## WHAT THE TASK REQUIRES
Nothing in the records may be altered. Repeat them in full.

[Opening GIVEN RECORDS section]

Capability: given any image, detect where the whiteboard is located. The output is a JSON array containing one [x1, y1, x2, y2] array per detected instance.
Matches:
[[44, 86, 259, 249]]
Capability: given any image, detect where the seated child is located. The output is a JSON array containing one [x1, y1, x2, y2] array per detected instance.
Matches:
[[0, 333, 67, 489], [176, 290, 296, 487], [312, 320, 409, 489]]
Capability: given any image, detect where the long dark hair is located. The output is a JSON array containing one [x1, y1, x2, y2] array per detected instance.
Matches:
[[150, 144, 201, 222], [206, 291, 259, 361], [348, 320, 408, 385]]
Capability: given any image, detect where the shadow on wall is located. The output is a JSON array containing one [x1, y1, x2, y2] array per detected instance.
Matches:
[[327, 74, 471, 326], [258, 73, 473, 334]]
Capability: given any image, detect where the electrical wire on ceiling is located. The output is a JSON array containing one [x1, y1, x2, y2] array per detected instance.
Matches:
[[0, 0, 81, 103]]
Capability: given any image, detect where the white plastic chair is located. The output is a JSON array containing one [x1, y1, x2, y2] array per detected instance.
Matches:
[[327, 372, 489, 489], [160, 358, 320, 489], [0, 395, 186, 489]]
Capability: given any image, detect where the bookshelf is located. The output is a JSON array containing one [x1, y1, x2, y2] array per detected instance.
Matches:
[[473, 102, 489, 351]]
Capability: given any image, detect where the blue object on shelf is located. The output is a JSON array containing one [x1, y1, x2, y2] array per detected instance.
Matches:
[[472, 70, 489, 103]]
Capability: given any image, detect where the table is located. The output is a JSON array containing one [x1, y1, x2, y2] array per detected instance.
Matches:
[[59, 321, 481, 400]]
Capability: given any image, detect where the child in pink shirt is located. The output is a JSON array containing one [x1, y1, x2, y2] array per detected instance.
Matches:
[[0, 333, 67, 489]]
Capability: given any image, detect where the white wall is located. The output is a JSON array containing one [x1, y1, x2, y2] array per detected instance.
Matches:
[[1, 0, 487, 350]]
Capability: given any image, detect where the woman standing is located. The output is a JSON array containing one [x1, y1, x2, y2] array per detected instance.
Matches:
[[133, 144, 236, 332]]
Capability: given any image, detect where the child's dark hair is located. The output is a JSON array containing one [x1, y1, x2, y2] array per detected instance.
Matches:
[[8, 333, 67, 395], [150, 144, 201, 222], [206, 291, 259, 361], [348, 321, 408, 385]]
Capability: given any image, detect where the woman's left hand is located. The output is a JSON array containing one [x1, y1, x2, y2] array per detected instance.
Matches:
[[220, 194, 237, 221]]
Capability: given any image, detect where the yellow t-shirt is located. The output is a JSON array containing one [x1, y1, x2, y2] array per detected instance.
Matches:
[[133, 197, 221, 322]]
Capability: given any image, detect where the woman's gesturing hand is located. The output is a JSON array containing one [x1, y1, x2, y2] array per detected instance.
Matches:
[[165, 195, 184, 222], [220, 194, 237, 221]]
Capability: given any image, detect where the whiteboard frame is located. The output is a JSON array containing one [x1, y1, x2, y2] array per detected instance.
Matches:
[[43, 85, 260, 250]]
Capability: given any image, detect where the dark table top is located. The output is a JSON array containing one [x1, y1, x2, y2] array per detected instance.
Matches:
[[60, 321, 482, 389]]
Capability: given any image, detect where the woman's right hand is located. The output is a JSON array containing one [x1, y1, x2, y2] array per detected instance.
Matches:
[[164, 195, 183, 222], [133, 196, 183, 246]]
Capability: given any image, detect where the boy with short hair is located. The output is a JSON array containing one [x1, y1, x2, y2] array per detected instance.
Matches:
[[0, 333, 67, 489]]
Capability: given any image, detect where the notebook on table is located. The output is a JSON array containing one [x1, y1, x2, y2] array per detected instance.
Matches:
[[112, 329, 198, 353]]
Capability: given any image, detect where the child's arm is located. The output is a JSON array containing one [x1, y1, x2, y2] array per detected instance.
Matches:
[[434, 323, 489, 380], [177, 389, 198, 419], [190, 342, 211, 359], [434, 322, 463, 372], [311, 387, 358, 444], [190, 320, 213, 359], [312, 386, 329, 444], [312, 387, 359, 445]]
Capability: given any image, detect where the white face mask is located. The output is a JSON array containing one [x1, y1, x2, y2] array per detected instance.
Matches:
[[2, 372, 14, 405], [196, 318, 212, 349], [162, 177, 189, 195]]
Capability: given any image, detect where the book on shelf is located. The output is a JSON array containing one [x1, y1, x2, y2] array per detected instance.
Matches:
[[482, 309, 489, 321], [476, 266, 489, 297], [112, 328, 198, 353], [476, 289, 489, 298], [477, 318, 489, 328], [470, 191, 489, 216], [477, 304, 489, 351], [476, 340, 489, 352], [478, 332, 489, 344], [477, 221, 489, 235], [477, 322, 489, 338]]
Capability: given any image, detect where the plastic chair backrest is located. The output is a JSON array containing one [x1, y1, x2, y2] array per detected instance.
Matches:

[Closing GIVEN RECORDS section]

## FINISHED TASK
Capability: given any image, detect where the whiteboard is located. The output is a JSON array containing one [x1, y1, x2, y2] array per detected instance.
Matches:
[[44, 86, 259, 249]]
Capability: given any image, detect where the seated child is located. The output is a JSON array containing one [x1, y1, x2, y2] array per detected instance.
Matches:
[[0, 333, 67, 489], [176, 290, 296, 487], [312, 320, 409, 489]]
Capability: given any image, detect where the long dark hair is located. The output is a JSON array containing one [x1, y1, x2, y2] array per detected instance.
Matches:
[[150, 144, 201, 222], [206, 291, 259, 361], [348, 320, 408, 385]]
Capability: given any image, detect where the shadow on wall is located. The output is a JSON array containing one [x1, y1, x2, y2] array per detected instance.
Matches:
[[327, 74, 471, 326], [258, 73, 473, 334]]
Capability: given any image, detect where the electrical wire on ceiling is located. The output is a JSON array containing one [x1, y1, x2, y2] array per detected instance.
Matches:
[[0, 0, 81, 103]]
Capability: given any image, detect where the white plastic chair is located. The output is a JSON array containing one [x1, y1, x2, y2] array per detected instance.
Matches:
[[327, 372, 489, 489], [160, 358, 320, 489], [0, 395, 186, 489]]
Capability: given any image, detect where the bookshelf is located. The output is a JSON array containing one [x1, y1, x2, y2] array per detected instance.
Matches:
[[473, 102, 489, 351]]
Capability: given any image, detect where the blue object on shelf is located. The output is a JSON array containing one [x1, y1, x2, y2] array per detected instance.
Matches:
[[472, 70, 489, 103]]
Capability: given any image, detect where the table is located. The output is a JSON array containing one [x1, y1, x2, y2] array per detected instance.
Matches:
[[59, 321, 481, 400]]
Capability: given any image, detect where the child in pink shirt is located. The output is a JSON array containing one [x1, y1, x2, y2] array per detected instance.
Matches:
[[0, 333, 67, 489]]
Capability: given any image, detect where the white wall is located. The output is a JSON array containing one [x1, y1, x2, y2] array per detected instance.
Matches:
[[1, 0, 487, 350]]
Capability: given any image, detect where the woman standing is located. The output is a JSON array containing one [x1, y1, x2, y2] array per detected instance.
Matches:
[[133, 144, 236, 332]]
Capability: given any image, detect where the child's dark hair is located. The output is a JSON array containing one [x1, y1, x2, y2] array per detected instance.
Matches:
[[8, 333, 67, 395], [150, 144, 201, 222], [206, 291, 259, 361], [348, 321, 408, 385]]
Capability: given any image, detect where the woman's left hand is located. The output is a JSON array containing one [x1, y1, x2, y2] array per detected instance.
Matches:
[[220, 194, 237, 221]]
Capability: given any image, detect where the yellow t-shirt is located. The output is a JSON array containing one [x1, y1, x2, y2] array per detected instance.
Matches:
[[133, 197, 221, 322]]
Capability: given any image, detect where the woman's gesturing hand is located. The output is a JSON array containing one [x1, y1, x2, y2] array per detected instance.
Matches:
[[165, 195, 184, 222], [220, 194, 237, 221]]
Capability: given any image, detect where the whiteboard frame is located. The output is a JSON array containing one [x1, y1, x2, y2] array per detected instance.
Matches:
[[43, 85, 260, 250]]
Capability: given any image, detect where the dark table top is located. The output is a JSON array containing one [x1, y1, x2, y2] array per detected instance.
Matches:
[[60, 321, 482, 389]]
Capability: given any image, detect where the woman's right hand is located. The output is a JSON array containing one [x1, y1, x2, y2] array per detected instance.
Matches:
[[164, 195, 183, 222], [133, 196, 183, 246]]
Capability: given any image, detect where the boy with short hair is located. The output is a JSON array containing one [x1, y1, x2, y2] array per detected instance.
Matches:
[[0, 333, 67, 489]]
Capability: given any image, detect where the notebook on table is located. The output is a JSON array containing one [x1, y1, x2, y2] array per detected instance.
Matches:
[[112, 329, 198, 353]]
Capability: given any image, detect where the child's arm is located. The output is a JSON array containing one [x1, y1, x2, y2] array per detected instance.
Matches:
[[434, 323, 489, 380], [177, 389, 198, 419], [190, 342, 211, 359], [434, 322, 463, 372], [311, 387, 358, 444], [190, 320, 213, 359], [312, 386, 329, 444], [312, 387, 359, 445]]
Capability: given any image, detect where the white face mask is located. The output is a JSON array containing one [x1, y1, x2, y2] array per detected instance.
Matches:
[[2, 372, 14, 405], [196, 318, 212, 349], [162, 177, 189, 195]]
Capability: given any image, detect where the book on shelf is located. The output is a JSON array containing one [x1, y1, x2, y2] array per detected instance.
Matches:
[[482, 309, 489, 321], [476, 266, 489, 297], [112, 328, 198, 353], [476, 289, 489, 298], [477, 318, 489, 328], [470, 191, 489, 216], [477, 304, 489, 351], [476, 340, 489, 352], [478, 332, 489, 344], [477, 221, 489, 235], [477, 322, 489, 338]]
Capability: given any image, detect where the plastic chair backrest is located. The output is a JSON array containing one [x1, y1, x2, y2] array per detected instance.
Matches:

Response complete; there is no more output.